Top of Selected text
One of the startling revelations from the 2020 International Sustainability Conference, organised by the Lagos Business School (LBS), is that despite the depressed economy, which has seen companies shed staff or even shut down altogether, amid a second wave of recession, the MSME sector remained resilient, and vibrant notwithstanding the many challenges.
This edition of the annual LBS Sustainability Conference was designed to discuss Micro, small & Medium Enterprises (MSMEs) in the time of COVID-19, how they have fared, and how they can be made stronger in view of the high mortality rate that has affected the sector.
The seminar, themed, “Sustainable Recovery from COVID-19: Policy and Business Solutions for Job Creation in Emerging Markets,” focused on the role of the emerging green sector, where more entrepreneurs can play in, and with greater guarantees for their personal and national economies as well as the sustained health of the environment.
The Chief Executive Officer, Nigeria Climate Innovation Centre, Bankole Oloruntoba, who expressed surprise at the growth of MSMEs during COVID-19, at a session moderated by Dr Jubril Adeojo, MD of SMEFUNDS Capital, revealed that the sector generated around 10 to 20% more businesses since the advent of the pandemic.
He attributed the development to many more people finding their calling as entrepreneurs, as “everybody is now selling something”.
The need to create and sell something superior to what others are offering, or for a niche market identified by the entrepreneur is usually the motivation for setting up of MSMEs.
The relevance of MSMEs to the global economy is identified by the World Bank, as representing 90% of businesses, and more than 50% of employment worldwide. In emerging economies, formal SMEs are said to contribute up to 40% of the national income (GDP).
The conference, a two-part affair conducted virtually, saw presentations from Nneka Okekearu of the LBS, and Bankole Oloruntoba, who argued that despite the many challenges, MSMEs are in a good position to become stronger.
Bottom of Selected text
Top of Exercise data
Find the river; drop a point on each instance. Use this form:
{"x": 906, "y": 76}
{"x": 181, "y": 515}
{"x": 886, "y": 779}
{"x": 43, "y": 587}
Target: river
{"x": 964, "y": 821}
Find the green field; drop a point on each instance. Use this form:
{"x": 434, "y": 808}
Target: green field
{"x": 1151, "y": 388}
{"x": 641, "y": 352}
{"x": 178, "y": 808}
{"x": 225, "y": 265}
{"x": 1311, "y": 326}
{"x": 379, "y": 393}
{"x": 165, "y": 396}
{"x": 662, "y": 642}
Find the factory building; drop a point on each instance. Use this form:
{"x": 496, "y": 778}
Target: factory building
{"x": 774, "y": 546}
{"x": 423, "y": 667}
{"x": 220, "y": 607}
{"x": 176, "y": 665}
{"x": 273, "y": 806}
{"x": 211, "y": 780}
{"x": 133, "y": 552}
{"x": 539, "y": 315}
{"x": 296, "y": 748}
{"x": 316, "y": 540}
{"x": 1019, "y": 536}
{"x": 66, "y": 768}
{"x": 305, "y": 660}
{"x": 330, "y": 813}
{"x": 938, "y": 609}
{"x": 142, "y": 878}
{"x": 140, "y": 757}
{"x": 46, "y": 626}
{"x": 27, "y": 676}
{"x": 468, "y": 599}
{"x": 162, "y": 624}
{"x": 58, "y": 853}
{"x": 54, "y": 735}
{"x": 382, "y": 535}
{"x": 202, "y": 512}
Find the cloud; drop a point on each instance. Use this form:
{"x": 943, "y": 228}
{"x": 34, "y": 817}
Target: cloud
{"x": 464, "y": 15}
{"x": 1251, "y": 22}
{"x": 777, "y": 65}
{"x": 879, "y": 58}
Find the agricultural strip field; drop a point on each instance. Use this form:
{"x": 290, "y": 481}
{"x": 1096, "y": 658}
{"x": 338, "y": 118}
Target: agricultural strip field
Bottom of Exercise data
▸ **Actions to take**
- a) In the article on the LBS Sustainability Conference, recast the paragraph beginning "The relevance of MSMEs to the global economy" as a short bulleted list that keeps its main figures.
- b) Continue the article on the LBS Sustainability Conference from the point at which it stops.

▸ **Answers to each task**
- a)
- The World Bank identifies MSMEs as representing 90% of businesses.
- According to the World Bank, MSMEs account for more than 50% of employment worldwide.
- In emerging economies, formal SMEs are said to contribute up to 40% of national income (GDP).

- b)
This is because they evolve better business models, keep track of processes and elements like costs and talent and do the pivot to the green space, which currently does not have the same competition. They also have the potential for a good profit and environmental wellbeing for as long as the players are able to scale quickly using innovative means to draw in more customers and users for their products.
Speakers on, “Food Security: Eliminating the Bottlenecks in Achieving Zero Hunger,” the Global Vice President, The Hunger Project, Rowlands Kaotcha; CEO, AFEX Nigeria Commodities Exchange Ltd., Ayodeji Balogun; and Dr Deputy President, Alliance for a Green Revolution in Africa (AGRA), Fadel Ndiame, agreed that hunger was very evident and represents danger arising from COVID-19 and its fallout.
They noted that rural communities which form the largest bloc of smallholder farmers could make a big impact if given a sense of ownership, and helping them take the initiative for their own food security.
They said the African Green Revolution would be powered by renewable energy through the use of solar for irrigation, waste for fertilizers, and more.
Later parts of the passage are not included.